*Task prompt*: Filter the items below and copy every line that contains the word "black".

[A run of records]
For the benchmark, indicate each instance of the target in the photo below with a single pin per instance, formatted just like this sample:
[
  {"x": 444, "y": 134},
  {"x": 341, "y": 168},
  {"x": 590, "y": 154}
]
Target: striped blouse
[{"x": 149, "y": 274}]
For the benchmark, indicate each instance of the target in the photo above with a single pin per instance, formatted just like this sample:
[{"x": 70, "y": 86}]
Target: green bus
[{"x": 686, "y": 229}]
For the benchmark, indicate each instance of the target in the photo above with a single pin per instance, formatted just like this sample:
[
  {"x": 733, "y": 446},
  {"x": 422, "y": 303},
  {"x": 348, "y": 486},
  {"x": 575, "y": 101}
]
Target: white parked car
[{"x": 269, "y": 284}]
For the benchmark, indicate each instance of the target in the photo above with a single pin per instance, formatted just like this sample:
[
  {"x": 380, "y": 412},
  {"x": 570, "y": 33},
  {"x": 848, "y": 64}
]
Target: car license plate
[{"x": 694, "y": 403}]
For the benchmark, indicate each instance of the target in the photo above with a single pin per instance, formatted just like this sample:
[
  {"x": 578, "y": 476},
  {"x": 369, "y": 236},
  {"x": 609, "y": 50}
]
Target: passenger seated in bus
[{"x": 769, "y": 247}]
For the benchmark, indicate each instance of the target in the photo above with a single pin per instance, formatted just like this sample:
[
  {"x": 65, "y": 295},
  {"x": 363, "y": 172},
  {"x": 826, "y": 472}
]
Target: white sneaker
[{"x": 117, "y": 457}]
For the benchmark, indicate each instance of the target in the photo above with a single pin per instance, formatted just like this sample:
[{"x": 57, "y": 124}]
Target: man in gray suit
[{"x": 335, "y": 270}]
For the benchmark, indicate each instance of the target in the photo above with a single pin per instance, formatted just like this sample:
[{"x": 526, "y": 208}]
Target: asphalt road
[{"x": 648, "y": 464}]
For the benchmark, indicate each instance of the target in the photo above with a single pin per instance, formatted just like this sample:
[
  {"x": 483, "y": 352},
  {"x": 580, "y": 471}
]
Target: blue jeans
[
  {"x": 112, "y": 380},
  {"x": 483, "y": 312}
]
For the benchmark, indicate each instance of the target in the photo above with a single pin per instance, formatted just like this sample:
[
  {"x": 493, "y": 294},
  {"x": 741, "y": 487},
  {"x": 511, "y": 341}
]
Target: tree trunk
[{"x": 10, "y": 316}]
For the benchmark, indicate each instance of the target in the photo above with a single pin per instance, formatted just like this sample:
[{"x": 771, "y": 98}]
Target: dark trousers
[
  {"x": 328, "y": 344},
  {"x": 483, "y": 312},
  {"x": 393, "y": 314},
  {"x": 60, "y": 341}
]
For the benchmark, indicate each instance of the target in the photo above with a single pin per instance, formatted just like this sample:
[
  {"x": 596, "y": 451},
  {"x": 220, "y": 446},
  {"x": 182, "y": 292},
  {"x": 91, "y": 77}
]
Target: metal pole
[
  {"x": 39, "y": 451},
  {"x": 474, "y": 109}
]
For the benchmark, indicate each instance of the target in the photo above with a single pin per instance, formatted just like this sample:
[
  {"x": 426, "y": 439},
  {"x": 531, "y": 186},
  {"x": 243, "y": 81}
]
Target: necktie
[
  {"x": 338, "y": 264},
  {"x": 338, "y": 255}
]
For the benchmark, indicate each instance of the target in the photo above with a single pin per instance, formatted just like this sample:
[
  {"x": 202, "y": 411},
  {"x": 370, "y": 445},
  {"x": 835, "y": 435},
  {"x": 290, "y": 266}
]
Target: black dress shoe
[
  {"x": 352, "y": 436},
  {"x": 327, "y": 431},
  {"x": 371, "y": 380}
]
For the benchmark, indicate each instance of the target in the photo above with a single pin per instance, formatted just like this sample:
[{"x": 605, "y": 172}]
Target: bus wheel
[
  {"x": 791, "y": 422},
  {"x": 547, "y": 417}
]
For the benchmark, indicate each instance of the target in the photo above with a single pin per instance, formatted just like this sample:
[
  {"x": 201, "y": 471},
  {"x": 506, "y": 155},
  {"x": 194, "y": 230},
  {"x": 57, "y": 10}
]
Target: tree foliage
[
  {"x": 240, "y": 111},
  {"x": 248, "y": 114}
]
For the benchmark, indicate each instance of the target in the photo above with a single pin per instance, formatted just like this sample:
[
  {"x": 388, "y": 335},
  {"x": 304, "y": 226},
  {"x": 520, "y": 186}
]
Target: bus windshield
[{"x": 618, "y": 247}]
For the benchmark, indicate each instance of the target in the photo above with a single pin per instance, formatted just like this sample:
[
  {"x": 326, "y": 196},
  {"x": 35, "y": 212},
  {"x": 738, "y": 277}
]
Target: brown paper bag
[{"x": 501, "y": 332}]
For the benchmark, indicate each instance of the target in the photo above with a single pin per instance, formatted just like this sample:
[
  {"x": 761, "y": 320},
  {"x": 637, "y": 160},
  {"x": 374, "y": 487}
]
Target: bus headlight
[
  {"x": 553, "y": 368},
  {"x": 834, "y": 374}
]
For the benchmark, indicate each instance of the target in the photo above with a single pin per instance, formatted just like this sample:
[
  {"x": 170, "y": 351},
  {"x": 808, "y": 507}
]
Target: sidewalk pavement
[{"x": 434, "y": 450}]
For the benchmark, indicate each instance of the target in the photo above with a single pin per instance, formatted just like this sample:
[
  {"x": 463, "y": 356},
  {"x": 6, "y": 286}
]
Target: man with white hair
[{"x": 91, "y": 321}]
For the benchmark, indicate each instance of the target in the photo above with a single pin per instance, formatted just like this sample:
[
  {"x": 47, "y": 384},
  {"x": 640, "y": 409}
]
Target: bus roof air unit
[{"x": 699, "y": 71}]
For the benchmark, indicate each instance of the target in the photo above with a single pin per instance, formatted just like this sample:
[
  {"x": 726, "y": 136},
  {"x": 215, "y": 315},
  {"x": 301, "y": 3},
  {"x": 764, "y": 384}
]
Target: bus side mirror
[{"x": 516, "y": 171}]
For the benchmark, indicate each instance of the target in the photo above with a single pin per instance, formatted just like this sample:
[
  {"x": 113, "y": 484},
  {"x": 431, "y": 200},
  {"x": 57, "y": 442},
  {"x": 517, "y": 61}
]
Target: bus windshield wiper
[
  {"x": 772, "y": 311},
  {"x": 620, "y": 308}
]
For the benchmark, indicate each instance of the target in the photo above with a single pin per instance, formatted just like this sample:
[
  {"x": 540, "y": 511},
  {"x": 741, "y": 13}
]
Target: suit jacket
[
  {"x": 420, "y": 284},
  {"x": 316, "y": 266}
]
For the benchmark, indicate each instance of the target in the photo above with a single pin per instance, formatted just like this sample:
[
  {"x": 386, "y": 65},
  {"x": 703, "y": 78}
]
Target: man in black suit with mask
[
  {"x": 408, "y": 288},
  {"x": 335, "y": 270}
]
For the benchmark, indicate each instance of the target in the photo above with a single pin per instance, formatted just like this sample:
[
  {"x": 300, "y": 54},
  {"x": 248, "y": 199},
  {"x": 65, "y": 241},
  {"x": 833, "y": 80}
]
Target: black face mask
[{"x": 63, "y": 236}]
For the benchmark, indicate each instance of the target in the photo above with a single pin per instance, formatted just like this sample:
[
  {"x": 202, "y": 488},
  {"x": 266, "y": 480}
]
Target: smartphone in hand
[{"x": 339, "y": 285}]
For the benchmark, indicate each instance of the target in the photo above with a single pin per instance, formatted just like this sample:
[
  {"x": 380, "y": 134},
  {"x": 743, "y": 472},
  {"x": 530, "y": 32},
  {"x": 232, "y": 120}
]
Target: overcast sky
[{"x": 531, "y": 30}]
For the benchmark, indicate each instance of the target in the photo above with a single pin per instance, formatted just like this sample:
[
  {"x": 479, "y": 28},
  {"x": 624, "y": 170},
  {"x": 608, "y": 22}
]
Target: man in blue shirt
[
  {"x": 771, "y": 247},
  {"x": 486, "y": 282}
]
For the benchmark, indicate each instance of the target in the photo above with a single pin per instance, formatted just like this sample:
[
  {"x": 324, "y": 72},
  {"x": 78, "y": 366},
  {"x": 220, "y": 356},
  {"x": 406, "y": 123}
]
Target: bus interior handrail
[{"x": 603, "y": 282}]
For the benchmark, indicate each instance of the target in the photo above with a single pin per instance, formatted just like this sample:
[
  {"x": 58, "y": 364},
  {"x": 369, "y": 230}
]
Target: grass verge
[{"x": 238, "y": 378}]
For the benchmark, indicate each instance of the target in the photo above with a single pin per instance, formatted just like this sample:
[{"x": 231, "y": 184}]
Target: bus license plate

*In response*:
Target: black dress shoe
Target: man in black suit with mask
Target: black face mask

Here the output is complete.